BRIEF: Please reproduce all the data exactly as written and omit the pictures.

Point localization data:

********************

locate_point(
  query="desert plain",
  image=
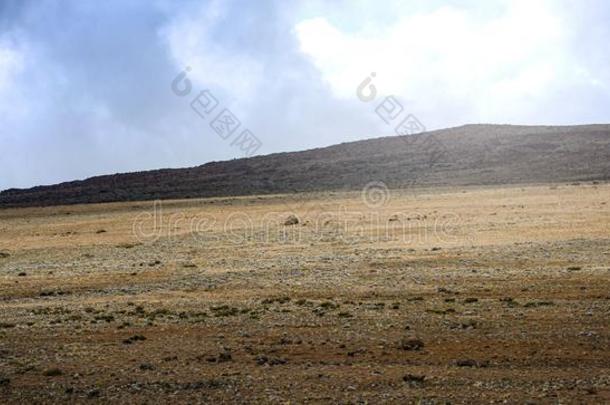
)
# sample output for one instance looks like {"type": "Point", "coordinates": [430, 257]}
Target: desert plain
{"type": "Point", "coordinates": [429, 296]}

********************

OUTPUT OF THE EXERCISE:
locate_point(
  query="desert plain",
  image=
)
# sample output for one instance looks like {"type": "Point", "coordinates": [430, 257]}
Target: desert plain
{"type": "Point", "coordinates": [429, 296]}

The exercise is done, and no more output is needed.